═══ Document extract
We were warned: skip the processional bit down Whitehall and past Parliament Square, and just go straight to Smith Square; the English Defence League is out in force to 'celebrate' Brexit Day. Not to be intimidated, a smallish crowd (maybe 200?) of REUniters - as I suggest we call ourselves - gathered as instructed opposite Downing Street between 2.30 and 3pm on the afternoon of the inauspicious day, ready to thank the European Commission Representation in London for all it had done over the years.
Organiser Peter French later told me that even he, the veteran campaigner and the man behind this splendid float on our last March of the Million, which you can see properly sideways on in that post but more obliquely from behind here,
was worried, and thought about abandoning the first bit. But I'm glad to have gone through the fire. The EDF horrors were parallel to us, separated only by a handful of police, megaphoning their hate, and some darted in between us yelling obscenities in our faces. But thanks to Orpheus Henrik Tideman with his zither,
we sang the Ode to Joy over and over, ever louder, and saw them back off bewildered. So grateful to the friends who did come - Henrik, Henrietta Foster, Claudia and Stephen Pritchard (Claudia stylish as ever in her EU wear), Sophie glamorous in black centre.
One good thing: there were possibly as many international radio and TV media folk as us. We all got collared to talk at one point or another. I was asked by an English lady representing ORF if I didn't think we were being provocative. And I said that we were offering no provocation at all, just wanting to honour an honourable institution, and that provocation was coming from the other side; we would not rise to it. Also made the acquaintance of til-then-MEP Julie Ward, who sported one of the scarves we saw them wearing proudly in Brussels.
Once past the Houses of Parliament, we lost the trolls and all proceeded as normal towards St John's and the European Commission in Smith Square.
══════
Required tasks
1. Summarize the Brexit Day account above in two sentences.
2. In the Brexit Day account, what did the crowd sing until the hecklers backed off?
═══ Given records
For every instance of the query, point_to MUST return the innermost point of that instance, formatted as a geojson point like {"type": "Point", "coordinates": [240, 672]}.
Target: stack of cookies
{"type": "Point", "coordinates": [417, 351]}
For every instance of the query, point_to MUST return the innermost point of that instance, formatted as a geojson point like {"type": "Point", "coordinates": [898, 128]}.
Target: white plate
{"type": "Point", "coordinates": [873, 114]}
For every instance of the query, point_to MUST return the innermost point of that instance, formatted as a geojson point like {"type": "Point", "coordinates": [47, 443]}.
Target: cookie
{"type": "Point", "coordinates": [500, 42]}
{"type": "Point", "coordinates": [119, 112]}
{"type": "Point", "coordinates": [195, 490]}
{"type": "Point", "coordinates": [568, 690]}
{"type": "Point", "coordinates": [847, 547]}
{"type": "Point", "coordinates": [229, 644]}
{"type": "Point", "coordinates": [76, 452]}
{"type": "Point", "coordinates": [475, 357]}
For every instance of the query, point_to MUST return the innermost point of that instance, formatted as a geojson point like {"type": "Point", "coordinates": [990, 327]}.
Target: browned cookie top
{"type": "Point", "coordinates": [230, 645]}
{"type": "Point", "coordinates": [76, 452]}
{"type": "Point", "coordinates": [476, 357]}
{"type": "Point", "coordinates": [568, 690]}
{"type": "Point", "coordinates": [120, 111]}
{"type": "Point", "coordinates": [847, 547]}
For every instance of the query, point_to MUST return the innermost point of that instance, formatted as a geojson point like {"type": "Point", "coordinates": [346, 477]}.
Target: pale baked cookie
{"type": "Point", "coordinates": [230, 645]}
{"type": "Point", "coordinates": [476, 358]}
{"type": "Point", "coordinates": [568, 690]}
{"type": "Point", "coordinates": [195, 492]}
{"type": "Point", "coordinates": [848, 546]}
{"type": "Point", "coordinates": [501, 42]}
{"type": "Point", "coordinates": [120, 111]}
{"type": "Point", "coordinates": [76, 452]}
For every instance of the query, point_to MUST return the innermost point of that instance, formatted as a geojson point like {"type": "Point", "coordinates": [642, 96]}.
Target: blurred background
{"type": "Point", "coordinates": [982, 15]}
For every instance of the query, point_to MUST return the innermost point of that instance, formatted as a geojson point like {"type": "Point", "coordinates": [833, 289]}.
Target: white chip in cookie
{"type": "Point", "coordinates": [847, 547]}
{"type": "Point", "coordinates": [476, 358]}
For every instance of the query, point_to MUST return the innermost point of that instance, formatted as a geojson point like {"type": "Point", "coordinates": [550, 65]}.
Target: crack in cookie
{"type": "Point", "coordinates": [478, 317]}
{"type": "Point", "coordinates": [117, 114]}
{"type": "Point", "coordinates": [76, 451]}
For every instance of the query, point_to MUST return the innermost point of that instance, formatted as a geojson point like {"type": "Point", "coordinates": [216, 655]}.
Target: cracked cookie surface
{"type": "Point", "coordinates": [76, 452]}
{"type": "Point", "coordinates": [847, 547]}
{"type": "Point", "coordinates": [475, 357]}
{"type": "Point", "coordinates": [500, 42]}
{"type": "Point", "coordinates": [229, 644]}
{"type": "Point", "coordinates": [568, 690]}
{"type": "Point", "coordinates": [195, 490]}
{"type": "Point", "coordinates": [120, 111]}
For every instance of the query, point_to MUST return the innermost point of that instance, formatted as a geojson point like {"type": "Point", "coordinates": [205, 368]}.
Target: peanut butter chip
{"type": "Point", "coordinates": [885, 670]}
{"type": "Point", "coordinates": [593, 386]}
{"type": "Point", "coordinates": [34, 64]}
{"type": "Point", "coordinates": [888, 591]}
══════
Solutions in order
1. On Brexit Day, a crowd of perhaps 200 people gathered opposite Downing Street to thank the European Commission Representation in London, despite warnings that the English Defence League would be out in force. When opponents yelled obscenities at them, they sang the Ode to Joy until those opponents backed off; they also spoke with the many international media present, and once past the Houses of Parliament they proceeded normally toward Smith Square.

2. They sang the Ode to Joy, over and over and ever louder.